[Records from a data collection]
• • •

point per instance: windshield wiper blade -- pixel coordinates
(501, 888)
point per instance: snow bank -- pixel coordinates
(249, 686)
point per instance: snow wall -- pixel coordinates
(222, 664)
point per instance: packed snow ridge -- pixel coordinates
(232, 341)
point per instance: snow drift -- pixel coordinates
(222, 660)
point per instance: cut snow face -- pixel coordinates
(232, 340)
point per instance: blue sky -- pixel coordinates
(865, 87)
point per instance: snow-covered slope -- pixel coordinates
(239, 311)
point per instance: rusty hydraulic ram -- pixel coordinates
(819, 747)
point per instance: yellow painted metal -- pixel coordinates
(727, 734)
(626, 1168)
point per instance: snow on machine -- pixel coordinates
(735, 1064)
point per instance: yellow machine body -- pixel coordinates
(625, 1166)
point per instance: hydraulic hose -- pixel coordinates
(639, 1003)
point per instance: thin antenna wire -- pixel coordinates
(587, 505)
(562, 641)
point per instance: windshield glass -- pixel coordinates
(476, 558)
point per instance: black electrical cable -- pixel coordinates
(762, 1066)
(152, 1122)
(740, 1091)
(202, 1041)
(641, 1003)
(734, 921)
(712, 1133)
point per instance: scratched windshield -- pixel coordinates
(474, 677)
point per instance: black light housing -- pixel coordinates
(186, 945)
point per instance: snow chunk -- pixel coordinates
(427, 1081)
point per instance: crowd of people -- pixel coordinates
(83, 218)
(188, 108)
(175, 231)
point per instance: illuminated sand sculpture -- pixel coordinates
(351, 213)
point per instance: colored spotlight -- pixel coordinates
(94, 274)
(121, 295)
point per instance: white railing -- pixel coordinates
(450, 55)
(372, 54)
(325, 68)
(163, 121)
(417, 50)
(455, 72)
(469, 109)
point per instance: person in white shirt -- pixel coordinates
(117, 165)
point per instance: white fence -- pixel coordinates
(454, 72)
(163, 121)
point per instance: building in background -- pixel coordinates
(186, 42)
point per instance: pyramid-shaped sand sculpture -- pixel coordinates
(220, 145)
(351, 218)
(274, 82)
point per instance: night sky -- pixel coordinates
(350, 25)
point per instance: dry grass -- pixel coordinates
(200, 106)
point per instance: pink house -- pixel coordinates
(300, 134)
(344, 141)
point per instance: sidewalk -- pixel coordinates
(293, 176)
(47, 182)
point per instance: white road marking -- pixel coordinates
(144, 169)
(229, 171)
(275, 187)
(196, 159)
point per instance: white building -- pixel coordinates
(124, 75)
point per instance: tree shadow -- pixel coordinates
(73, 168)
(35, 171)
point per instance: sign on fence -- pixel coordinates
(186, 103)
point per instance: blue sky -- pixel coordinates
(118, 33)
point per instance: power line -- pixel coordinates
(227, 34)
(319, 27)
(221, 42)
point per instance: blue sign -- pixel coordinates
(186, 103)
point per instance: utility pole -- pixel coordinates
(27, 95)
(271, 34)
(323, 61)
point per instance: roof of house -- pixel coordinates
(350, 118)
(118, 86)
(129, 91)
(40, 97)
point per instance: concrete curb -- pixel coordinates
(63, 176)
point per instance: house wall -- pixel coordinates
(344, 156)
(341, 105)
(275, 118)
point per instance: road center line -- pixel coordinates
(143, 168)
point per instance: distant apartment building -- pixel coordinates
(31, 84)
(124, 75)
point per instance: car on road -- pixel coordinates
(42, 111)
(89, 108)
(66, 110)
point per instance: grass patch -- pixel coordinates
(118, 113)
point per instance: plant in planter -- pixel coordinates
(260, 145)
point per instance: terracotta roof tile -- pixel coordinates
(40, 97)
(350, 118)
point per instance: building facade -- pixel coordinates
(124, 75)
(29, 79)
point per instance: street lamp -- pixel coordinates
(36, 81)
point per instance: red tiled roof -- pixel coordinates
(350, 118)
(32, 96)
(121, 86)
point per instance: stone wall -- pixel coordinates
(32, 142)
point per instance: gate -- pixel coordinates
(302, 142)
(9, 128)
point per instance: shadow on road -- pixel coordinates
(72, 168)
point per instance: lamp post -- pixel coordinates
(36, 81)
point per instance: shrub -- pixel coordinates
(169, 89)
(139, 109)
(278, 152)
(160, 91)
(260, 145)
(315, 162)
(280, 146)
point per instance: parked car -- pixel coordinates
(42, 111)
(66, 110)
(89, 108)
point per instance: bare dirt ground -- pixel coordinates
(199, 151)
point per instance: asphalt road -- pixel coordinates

• • •

__Written instruction__
Rewrite the records from the start through the line holding "(626, 1168)", inclusive, offsetting every x and y pixel coordinate by 79 and keeping all other text unchanged.

__Solution to this task__
point per instance: windshield wiper blade -- pixel coordinates
(580, 967)
point per instance: snow bank -- pixel coordinates
(328, 765)
point per instance: snow wall -- pixel coordinates
(301, 743)
point per instance: packed snow ridge -- pixel coordinates
(311, 420)
point per instance: snow drift -- pixel coordinates
(301, 739)
point per instance: cut snow face -- pixel coordinates
(311, 419)
point per instance: blue sky -- pixel coordinates
(944, 166)
point per instance: snow-covered slope -- pixel coordinates
(318, 390)
point per instance: rusty hydraulic ram -- pixel coordinates
(898, 826)
point per instance: yellow painted metal -- pixel coordinates
(806, 813)
(705, 1247)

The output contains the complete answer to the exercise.